• EXCERPT:

——

In a candid session at the Open Worldwide Application Security Project’s (OWASP) GenAI Security Summit during Infosecurity Europe, two members of Lloyd’s security function laid out how the UK’s largest bank is operationalizing AI security across product lifecycles, governance and real time defenses, all while keeping regulators and customers front of mind.

Speaking at the summit, Manija Poulatova, director of security engineering and operations at Lloyds Banking Group, started with an honest admission: “We decided the only way we can actually embed security into adoption of AI and agents is to actually understand what is AI and agentic.”

She said the company articulated its AI and innovation roadmap around 11 “bets” and security as the 12th bet, with “the purpose of understanding agentic AI and actually building security controls to secure its use cases.”

“Security teams have been the ‘ministry of no’ for too long, and we want to change the game,” she added.

Kirsty Montignani, head of security data and AI at Lloyds, reinforced the pragmatic posture: “The AI big bets are all low‑risk, high‑value use cases that serve our customers.”

She noted that investments, pensions and customer support were initial priorities because they deliver tangible customer benefit while limiting exposure.

“We wanted to start fresh, and we want to be really precise in our use case,” Montignani added.

John Sotiropoulos (left), Manija Poulatova (middle) and Kirsty Montignani (right) at Infosecurity Europe's OWASP GenAI Security Summit on June 4. Credit: Infosecurity Magazine
John Sotiropoulos (left), Manija Poulatova (middle) and Kirsty Montignani (right) at Infosecurity Europe's OWASP GenAI Security Summit on June 4. Credit: Infosecurity Magazine

Lloyds’ “AI Safe Adoption” Strategy

​Montignani further detailed Lloyds’ “AI safe adoption strategy,” which spans the entire lifecycle, from engineers pulling packages and building agents to promotion, runtime observability and decommissioning.

The team created an internal agent marketplace which Montignani described as “a single pane of glass for all agents.” The marketplace aims to centralize registration, governance and controls.

“All the agents are in the same place, which allows us to then protect and control appropriately with auditability, traceability, etc.,” she said.

——

• DATA RECORDS:
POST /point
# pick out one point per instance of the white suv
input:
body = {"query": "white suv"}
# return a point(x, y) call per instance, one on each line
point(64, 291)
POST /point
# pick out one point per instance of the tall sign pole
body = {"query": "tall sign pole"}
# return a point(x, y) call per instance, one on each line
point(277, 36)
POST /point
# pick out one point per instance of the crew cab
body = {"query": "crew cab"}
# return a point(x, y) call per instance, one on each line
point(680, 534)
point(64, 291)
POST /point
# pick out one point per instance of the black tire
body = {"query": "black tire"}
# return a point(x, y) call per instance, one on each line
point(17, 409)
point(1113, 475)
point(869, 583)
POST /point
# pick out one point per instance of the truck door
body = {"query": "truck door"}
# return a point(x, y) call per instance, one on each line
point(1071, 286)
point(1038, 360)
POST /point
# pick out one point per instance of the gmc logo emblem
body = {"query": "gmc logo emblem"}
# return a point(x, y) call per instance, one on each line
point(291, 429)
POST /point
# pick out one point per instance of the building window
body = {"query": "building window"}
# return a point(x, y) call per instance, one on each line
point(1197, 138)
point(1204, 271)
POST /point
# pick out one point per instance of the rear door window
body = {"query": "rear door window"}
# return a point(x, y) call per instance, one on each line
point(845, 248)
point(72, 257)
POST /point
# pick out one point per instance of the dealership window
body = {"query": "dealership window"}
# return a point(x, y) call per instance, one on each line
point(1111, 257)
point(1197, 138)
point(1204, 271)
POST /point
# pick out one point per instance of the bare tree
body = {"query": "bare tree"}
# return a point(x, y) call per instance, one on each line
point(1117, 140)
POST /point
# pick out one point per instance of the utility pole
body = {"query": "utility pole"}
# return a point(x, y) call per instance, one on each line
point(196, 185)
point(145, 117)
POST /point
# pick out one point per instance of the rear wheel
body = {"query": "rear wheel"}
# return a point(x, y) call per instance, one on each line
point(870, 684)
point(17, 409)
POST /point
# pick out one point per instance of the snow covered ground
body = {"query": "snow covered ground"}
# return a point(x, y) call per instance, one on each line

——

• TASK SET:
1/ Answer these about the Lloyds AI security article:
(a) What is Manija Poulatova's position at Lloyds Banking Group?
(b) Which areas did Montignani say were initial priorities?
(c) How did Montignani describe the internal agent marketplace?
2/ Duplicate everything in the Lloyds AI security article from "She noted that" down to "observability and decommissioning.".

• ANSWER LIST:
1/
(a) Director of security engineering and operations.
(b) Investments, pensions and customer support.
(c) As "a single pane of glass for all agents."

2/
She noted that investments, pensions and customer support were initial priorities because they deliver tangible customer benefit while limiting exposure.

“We wanted to start fresh, and we want to be really precise in our use case,” Montignani added.

John Sotiropoulos (left), Manija Poulatova (middle) and Kirsty Montignani (right) at Infosecurity Europe's OWASP GenAI Security Summit on June 4. Credit: Infosecurity Magazine
John Sotiropoulos (left), Manija Poulatova (middle) and Kirsty Montignani (right) at Infosecurity Europe's OWASP GenAI Security Summit on June 4. Credit: Infosecurity Magazine

Lloyds’ “AI Safe Adoption” Strategy

​Montignani further detailed Lloyds’ “AI safe adoption strategy,” which spans the entire lifecycle, from engineers pulling packages and building agents to promotion, runtime observability and decommissioning.